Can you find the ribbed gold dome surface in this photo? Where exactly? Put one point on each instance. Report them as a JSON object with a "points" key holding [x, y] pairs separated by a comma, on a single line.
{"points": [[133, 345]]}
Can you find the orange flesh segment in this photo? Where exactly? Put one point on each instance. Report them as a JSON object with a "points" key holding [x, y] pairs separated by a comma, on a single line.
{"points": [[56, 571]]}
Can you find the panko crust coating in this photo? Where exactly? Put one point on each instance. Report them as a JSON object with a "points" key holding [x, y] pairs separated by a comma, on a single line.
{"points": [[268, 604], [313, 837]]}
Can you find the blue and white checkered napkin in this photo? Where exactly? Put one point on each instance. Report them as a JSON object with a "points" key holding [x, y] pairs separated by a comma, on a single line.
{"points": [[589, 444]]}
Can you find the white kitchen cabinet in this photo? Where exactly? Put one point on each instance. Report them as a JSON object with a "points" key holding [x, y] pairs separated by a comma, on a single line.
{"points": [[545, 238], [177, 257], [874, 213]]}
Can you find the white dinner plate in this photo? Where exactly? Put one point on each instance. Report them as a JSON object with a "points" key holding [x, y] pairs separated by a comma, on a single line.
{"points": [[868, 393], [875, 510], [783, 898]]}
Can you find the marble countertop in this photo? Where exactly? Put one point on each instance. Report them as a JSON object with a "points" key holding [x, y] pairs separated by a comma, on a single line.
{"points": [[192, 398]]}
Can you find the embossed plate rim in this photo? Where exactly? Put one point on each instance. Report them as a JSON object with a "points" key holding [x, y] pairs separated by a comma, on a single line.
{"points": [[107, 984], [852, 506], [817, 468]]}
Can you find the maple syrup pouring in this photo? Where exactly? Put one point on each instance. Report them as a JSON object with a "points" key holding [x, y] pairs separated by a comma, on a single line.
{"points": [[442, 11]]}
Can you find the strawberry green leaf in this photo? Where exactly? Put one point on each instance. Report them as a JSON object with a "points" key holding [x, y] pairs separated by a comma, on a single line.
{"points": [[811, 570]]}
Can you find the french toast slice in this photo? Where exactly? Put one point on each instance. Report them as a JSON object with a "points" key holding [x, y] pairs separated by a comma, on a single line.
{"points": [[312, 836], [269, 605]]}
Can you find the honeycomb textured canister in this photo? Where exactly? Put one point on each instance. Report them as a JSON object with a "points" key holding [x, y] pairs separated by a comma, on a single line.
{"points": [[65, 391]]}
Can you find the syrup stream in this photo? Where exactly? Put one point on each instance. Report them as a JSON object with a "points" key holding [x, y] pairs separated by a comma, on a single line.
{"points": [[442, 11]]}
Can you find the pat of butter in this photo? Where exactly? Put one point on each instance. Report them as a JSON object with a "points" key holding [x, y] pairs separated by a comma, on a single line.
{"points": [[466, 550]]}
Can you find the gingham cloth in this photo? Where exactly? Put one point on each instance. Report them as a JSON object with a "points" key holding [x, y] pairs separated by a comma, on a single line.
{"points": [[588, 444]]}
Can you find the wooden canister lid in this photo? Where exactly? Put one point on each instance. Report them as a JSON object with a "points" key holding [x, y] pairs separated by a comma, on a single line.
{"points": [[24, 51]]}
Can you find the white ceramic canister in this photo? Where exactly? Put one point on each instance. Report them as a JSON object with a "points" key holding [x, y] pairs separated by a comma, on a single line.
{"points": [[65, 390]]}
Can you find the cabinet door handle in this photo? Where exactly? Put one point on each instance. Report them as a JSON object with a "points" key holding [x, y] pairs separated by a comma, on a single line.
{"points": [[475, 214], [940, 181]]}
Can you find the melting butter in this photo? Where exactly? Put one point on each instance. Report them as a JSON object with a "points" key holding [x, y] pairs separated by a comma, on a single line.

-=-=-=-=-

What you have to do:
All lines from the one containing "Can you find the french" through the final line of the listing above are to be reproduced exactly; include both and add nothing.

Expected output:
Can you find the french toast slice in this photo? Where exactly? Put one point on each instance. Report them as a JSON object with a "points" key holding [x, y] pairs separated by a comma, on a single line.
{"points": [[312, 836], [269, 605]]}
Can you find the honeycomb textured canister in this photo? Where exactly? Put one point on each instance. Report them as a JSON object with a "points" key holding [x, y] pairs separated by a comma, on a single line.
{"points": [[65, 391]]}
Can you find the syrup stream in this photo? Where exactly? Put one point on each instance. Report them as a JSON object with a "points" key holding [x, y] pairs separated by a comma, on a single line.
{"points": [[442, 11]]}
Can you find the pat of butter in this photo? Where exactly? Put one point on each instance. Report them as a JSON object with a "points" key holding [x, y] pairs separated by a comma, on a single line.
{"points": [[466, 550]]}
Can you find the gingham cloth in this photo? Where exactly? Put one point on each instance. Report them as a JSON object with a "points" key holding [x, y] pairs separated by a comma, on a single line.
{"points": [[588, 444]]}
Can you find the wooden canister lid in this photo? Where exactly? Put one point on each instance. Report them as a JSON object with a "points" key holding [x, y] pairs separated by a comma, on a single line.
{"points": [[24, 51]]}
Can you find the white ceramic canister in this photo? Where exactly? Put one point on each instance. Report them as a JSON object with a "points" key holding [x, y] pairs separated by a comma, on a single line.
{"points": [[65, 390]]}
Can you find the cabinet door handle in this photo? Where exactly? Put one point on each instance. Report them as a JSON object with a "points" key holding [x, y] pairs separated by a comma, on a single line.
{"points": [[475, 214], [940, 181]]}
Can you find the melting butter in this photo? Where exactly? Put one point on each instance. Report them as a JSON object with a "points" key holding [x, y] pairs separated by a comma, on a single line.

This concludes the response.